(Work to do):
Copy exactly the run of lines that begins at the line with "mark: the boulder" and ends at the final line of the entries.

○ ○ ○ ○ ○ ○ ○

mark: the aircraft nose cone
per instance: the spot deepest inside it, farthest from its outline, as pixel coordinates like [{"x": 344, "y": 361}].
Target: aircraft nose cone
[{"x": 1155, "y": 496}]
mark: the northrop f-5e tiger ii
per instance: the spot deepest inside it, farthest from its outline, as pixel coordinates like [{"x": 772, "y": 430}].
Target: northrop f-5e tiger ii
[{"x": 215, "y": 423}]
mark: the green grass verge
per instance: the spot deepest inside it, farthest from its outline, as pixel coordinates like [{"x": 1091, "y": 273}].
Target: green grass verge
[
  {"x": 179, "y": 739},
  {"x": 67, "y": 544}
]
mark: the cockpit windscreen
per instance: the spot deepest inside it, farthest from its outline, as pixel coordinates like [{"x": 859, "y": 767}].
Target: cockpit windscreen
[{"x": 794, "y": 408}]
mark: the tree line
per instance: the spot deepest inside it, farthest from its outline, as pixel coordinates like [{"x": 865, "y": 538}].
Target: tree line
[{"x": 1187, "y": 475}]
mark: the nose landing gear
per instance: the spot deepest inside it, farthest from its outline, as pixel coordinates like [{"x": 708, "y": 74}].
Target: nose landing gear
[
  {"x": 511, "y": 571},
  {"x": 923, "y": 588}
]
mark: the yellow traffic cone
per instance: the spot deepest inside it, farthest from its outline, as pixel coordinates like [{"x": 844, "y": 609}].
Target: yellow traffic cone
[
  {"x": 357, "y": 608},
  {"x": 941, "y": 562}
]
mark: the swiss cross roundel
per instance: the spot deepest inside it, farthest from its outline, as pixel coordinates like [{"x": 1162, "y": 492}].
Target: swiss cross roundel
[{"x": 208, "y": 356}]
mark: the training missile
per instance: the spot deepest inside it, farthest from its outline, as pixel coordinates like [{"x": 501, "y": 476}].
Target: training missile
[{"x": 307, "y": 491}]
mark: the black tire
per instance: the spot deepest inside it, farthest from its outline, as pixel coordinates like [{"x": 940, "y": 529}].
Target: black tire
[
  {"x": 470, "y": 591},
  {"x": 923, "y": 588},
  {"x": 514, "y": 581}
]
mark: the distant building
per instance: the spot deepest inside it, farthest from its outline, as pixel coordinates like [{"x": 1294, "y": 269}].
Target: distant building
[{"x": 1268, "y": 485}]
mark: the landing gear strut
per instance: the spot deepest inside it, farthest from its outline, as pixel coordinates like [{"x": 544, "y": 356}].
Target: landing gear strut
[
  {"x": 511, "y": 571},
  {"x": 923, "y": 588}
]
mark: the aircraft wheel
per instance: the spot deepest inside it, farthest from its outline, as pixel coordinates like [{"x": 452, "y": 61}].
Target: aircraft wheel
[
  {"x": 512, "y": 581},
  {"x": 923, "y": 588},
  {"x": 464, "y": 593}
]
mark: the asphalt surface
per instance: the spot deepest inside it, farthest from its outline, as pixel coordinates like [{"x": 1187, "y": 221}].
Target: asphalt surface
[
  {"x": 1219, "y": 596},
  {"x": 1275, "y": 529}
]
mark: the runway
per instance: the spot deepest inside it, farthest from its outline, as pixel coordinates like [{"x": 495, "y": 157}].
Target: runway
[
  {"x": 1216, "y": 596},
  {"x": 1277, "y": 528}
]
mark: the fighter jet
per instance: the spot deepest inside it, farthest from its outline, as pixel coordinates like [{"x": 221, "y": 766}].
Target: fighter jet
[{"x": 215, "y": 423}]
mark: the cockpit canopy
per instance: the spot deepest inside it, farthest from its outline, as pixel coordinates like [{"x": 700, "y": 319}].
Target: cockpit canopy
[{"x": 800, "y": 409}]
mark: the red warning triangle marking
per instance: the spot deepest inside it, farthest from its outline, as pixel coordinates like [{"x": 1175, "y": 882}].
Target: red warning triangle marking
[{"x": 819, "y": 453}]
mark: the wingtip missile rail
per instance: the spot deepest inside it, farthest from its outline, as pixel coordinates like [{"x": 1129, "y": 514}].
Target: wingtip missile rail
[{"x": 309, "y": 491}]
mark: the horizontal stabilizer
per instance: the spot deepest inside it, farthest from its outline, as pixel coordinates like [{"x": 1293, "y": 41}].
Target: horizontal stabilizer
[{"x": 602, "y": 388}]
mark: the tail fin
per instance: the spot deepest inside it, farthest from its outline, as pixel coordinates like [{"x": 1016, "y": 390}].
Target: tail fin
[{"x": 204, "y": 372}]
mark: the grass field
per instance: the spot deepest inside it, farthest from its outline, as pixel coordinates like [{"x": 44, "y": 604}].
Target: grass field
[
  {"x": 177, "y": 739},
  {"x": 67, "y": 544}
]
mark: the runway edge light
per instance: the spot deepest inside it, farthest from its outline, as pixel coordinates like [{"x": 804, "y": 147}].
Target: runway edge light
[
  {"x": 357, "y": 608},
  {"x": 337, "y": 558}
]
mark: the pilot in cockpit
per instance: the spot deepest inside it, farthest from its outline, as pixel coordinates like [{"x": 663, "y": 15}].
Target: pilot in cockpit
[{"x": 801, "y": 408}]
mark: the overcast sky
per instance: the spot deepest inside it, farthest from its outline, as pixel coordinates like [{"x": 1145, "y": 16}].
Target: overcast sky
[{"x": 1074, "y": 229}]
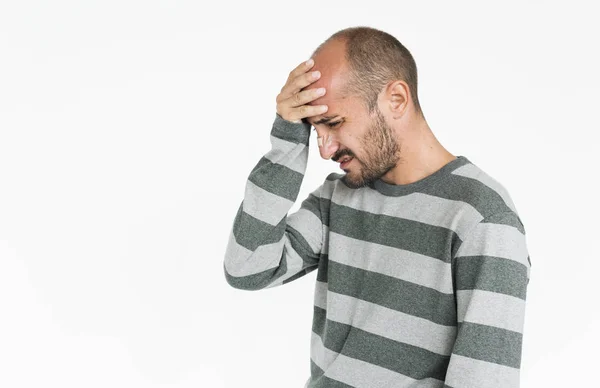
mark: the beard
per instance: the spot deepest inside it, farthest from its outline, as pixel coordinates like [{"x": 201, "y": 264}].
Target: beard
[{"x": 381, "y": 155}]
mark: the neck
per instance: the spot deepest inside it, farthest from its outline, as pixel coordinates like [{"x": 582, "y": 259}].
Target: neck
[{"x": 421, "y": 154}]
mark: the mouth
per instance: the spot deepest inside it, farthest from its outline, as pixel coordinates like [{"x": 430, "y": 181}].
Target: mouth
[{"x": 345, "y": 161}]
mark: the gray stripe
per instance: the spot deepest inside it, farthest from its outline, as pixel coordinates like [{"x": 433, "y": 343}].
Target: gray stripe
[
  {"x": 396, "y": 294},
  {"x": 491, "y": 274},
  {"x": 293, "y": 132}
]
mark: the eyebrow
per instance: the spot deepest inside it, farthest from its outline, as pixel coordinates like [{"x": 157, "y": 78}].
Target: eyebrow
[{"x": 324, "y": 120}]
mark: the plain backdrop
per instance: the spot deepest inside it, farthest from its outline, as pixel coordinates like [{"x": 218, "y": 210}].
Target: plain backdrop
[{"x": 128, "y": 130}]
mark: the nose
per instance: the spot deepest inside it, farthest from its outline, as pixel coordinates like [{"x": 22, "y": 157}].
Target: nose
[{"x": 328, "y": 145}]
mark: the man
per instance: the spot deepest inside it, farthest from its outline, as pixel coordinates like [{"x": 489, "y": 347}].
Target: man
[{"x": 422, "y": 264}]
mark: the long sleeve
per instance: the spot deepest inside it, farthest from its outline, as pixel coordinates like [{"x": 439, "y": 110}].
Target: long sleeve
[
  {"x": 491, "y": 271},
  {"x": 266, "y": 246}
]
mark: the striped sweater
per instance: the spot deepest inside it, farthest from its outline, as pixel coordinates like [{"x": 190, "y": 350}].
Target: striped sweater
[{"x": 419, "y": 285}]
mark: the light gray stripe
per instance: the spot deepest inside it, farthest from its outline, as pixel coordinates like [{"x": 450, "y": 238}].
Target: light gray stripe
[
  {"x": 309, "y": 226},
  {"x": 399, "y": 263},
  {"x": 291, "y": 155},
  {"x": 491, "y": 308},
  {"x": 489, "y": 239},
  {"x": 465, "y": 372},
  {"x": 361, "y": 374},
  {"x": 472, "y": 171},
  {"x": 294, "y": 265},
  {"x": 390, "y": 324},
  {"x": 264, "y": 205}
]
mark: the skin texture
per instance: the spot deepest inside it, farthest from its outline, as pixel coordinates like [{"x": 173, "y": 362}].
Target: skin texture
[{"x": 394, "y": 143}]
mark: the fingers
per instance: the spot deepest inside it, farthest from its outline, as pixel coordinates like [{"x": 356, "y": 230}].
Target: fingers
[{"x": 292, "y": 100}]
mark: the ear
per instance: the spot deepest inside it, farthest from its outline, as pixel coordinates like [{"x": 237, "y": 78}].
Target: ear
[{"x": 395, "y": 98}]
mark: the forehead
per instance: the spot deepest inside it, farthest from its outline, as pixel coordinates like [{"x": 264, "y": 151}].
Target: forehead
[{"x": 337, "y": 104}]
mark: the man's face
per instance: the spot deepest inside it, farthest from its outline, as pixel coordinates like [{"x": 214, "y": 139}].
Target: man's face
[{"x": 379, "y": 153}]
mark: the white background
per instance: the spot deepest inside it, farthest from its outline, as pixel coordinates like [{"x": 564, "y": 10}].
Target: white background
[{"x": 128, "y": 129}]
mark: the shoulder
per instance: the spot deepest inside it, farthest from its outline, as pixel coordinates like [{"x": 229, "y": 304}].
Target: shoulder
[{"x": 484, "y": 193}]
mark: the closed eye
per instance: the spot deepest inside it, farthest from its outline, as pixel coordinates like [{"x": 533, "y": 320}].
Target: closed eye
[{"x": 330, "y": 124}]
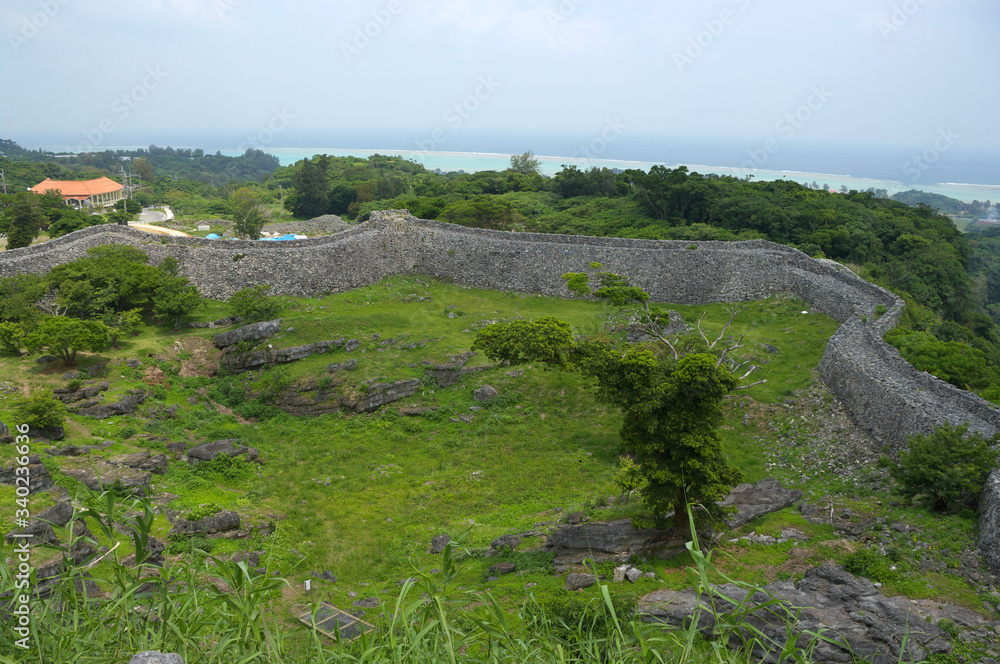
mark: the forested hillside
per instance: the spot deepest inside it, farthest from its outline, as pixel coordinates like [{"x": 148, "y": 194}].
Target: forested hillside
[{"x": 951, "y": 284}]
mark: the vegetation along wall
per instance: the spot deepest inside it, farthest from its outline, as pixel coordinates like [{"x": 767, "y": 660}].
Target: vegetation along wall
[{"x": 882, "y": 391}]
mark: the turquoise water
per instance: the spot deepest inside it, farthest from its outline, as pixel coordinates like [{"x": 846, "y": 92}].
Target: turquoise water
[{"x": 483, "y": 161}]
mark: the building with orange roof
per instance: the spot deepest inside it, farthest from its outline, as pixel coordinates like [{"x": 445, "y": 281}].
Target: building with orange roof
[{"x": 101, "y": 192}]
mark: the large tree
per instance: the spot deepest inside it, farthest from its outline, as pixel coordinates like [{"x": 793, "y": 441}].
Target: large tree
[
  {"x": 671, "y": 408},
  {"x": 249, "y": 211},
  {"x": 65, "y": 336},
  {"x": 526, "y": 163},
  {"x": 311, "y": 188},
  {"x": 24, "y": 218}
]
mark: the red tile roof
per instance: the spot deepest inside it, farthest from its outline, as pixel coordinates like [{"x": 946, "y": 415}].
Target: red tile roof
[{"x": 78, "y": 188}]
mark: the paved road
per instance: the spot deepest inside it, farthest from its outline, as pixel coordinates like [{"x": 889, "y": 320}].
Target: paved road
[
  {"x": 159, "y": 230},
  {"x": 151, "y": 217}
]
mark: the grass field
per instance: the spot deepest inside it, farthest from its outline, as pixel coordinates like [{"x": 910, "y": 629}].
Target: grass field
[{"x": 362, "y": 495}]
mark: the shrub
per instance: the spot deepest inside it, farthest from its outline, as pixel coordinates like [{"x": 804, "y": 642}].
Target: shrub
[
  {"x": 871, "y": 565},
  {"x": 40, "y": 411},
  {"x": 254, "y": 304},
  {"x": 201, "y": 511},
  {"x": 947, "y": 469}
]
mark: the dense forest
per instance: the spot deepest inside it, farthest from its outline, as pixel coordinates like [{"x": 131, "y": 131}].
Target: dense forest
[{"x": 949, "y": 280}]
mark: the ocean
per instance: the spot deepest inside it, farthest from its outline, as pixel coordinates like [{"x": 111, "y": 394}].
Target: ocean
[{"x": 550, "y": 165}]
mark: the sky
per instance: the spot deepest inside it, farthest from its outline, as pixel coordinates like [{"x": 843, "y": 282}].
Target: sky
[{"x": 758, "y": 76}]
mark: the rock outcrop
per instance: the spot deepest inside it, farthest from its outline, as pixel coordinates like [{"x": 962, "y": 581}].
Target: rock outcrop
[
  {"x": 216, "y": 523},
  {"x": 753, "y": 500},
  {"x": 101, "y": 475},
  {"x": 379, "y": 394},
  {"x": 37, "y": 474},
  {"x": 230, "y": 447},
  {"x": 255, "y": 359},
  {"x": 989, "y": 521},
  {"x": 251, "y": 332},
  {"x": 851, "y": 612}
]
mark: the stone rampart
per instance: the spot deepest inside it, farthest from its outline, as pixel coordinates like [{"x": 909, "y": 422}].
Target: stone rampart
[
  {"x": 882, "y": 391},
  {"x": 885, "y": 395}
]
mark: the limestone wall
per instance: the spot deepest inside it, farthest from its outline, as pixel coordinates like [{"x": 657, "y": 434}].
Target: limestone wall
[{"x": 883, "y": 392}]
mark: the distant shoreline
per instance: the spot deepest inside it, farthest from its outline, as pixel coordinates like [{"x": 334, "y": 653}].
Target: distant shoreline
[{"x": 550, "y": 165}]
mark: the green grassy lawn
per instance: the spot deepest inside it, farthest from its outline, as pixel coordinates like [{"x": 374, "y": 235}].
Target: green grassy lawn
[{"x": 362, "y": 495}]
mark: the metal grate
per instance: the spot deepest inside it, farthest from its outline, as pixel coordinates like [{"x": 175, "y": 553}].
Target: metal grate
[{"x": 334, "y": 623}]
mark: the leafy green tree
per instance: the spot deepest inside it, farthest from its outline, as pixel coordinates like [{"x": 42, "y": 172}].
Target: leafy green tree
[
  {"x": 311, "y": 188},
  {"x": 144, "y": 168},
  {"x": 65, "y": 336},
  {"x": 12, "y": 337},
  {"x": 484, "y": 211},
  {"x": 18, "y": 296},
  {"x": 111, "y": 278},
  {"x": 25, "y": 220},
  {"x": 41, "y": 411},
  {"x": 525, "y": 164},
  {"x": 953, "y": 361},
  {"x": 247, "y": 204},
  {"x": 122, "y": 324},
  {"x": 946, "y": 469},
  {"x": 254, "y": 304},
  {"x": 176, "y": 299}
]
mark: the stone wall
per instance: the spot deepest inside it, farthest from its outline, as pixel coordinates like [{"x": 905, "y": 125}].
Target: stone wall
[
  {"x": 882, "y": 391},
  {"x": 989, "y": 521}
]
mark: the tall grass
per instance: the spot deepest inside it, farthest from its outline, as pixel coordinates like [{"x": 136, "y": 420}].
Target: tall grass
[{"x": 221, "y": 612}]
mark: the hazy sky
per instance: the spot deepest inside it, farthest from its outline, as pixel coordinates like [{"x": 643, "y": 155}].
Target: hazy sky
[{"x": 903, "y": 73}]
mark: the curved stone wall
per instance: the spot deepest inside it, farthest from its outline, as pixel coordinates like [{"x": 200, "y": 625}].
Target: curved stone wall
[{"x": 882, "y": 391}]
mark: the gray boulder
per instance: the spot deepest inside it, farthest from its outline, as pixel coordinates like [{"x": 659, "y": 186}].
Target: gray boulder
[
  {"x": 229, "y": 446},
  {"x": 380, "y": 394},
  {"x": 124, "y": 406},
  {"x": 438, "y": 543},
  {"x": 485, "y": 393},
  {"x": 101, "y": 475},
  {"x": 216, "y": 523},
  {"x": 850, "y": 611},
  {"x": 609, "y": 537},
  {"x": 143, "y": 460},
  {"x": 753, "y": 500},
  {"x": 251, "y": 332},
  {"x": 506, "y": 541},
  {"x": 577, "y": 581},
  {"x": 38, "y": 475},
  {"x": 989, "y": 521},
  {"x": 502, "y": 568}
]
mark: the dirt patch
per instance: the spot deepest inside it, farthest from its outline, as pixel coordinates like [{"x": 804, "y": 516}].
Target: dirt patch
[
  {"x": 153, "y": 375},
  {"x": 198, "y": 356}
]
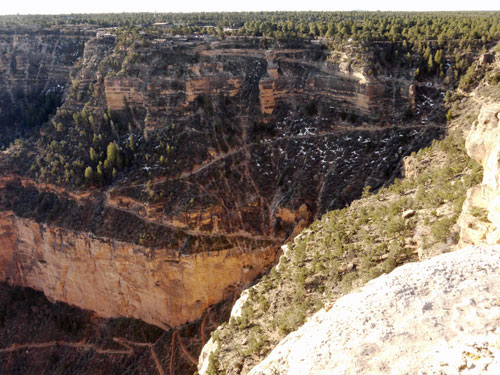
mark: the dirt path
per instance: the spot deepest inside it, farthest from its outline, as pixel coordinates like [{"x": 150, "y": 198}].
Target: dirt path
[
  {"x": 173, "y": 226},
  {"x": 127, "y": 344}
]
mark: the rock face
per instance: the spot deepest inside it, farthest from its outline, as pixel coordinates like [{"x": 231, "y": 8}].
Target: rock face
[
  {"x": 480, "y": 219},
  {"x": 432, "y": 317},
  {"x": 34, "y": 73},
  {"x": 236, "y": 149},
  {"x": 116, "y": 278}
]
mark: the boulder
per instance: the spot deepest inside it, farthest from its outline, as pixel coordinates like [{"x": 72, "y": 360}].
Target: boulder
[{"x": 440, "y": 316}]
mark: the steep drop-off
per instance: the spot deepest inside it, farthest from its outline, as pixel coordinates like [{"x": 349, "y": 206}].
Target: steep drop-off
[{"x": 175, "y": 168}]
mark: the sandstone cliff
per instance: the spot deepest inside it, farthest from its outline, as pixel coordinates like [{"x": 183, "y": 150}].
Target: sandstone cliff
[
  {"x": 227, "y": 142},
  {"x": 480, "y": 218}
]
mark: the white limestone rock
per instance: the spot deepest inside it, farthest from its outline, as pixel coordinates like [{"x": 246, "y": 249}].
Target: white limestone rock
[{"x": 435, "y": 317}]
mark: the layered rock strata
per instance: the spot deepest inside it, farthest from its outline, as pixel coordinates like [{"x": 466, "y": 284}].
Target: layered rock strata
[{"x": 480, "y": 218}]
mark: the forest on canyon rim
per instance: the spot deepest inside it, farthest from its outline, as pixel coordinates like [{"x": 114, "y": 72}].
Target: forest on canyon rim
[{"x": 153, "y": 164}]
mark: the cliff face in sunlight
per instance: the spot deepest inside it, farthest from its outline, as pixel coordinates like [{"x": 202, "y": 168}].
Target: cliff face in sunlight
[{"x": 256, "y": 142}]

○ ○ ○ ○ ○ ○ ○

(Complete answer):
mark: the boulder
per instance: the spot deepest inside it, farthest from its outline, as pixel coordinates like [{"x": 72, "y": 360}].
Target: boulder
[{"x": 440, "y": 316}]
mark: the steep drop-off
per instance: the spot deepest inside it, farthest from its outline, as pixel coordinates like [{"x": 349, "y": 206}].
Target: steep drop-off
[{"x": 175, "y": 168}]
mark: the sandstone cliff
per instance: the spot deepest inside it, farthest from its outline, as pixel coordinates like [{"x": 183, "y": 150}].
Target: sandstone cliff
[
  {"x": 227, "y": 142},
  {"x": 480, "y": 218}
]
mark: the white limestone rock
per instance: the spot deepest inside it, farthest from its outline, as pixel coordinates like [{"x": 246, "y": 249}].
Target: white limestone rock
[{"x": 435, "y": 317}]
mark: the layered rock strata
per instance: the spot deepest inside it, farthest from its outline, as pixel coordinates like [{"x": 466, "y": 284}].
Target: layered rock strata
[{"x": 480, "y": 218}]
mark: the forest on canyon rim
per instance: the spot deepest inside it, farthest from its outline, as pixel coordinates like [{"x": 114, "y": 72}].
Target: forest on canyon rim
[{"x": 153, "y": 164}]
mark: the cliff face in sunlight
per instance: the spot deepest inside it, farthest from its outline, as pixel coordinates like [{"x": 202, "y": 168}].
Target: cliff face in sunlight
[{"x": 256, "y": 142}]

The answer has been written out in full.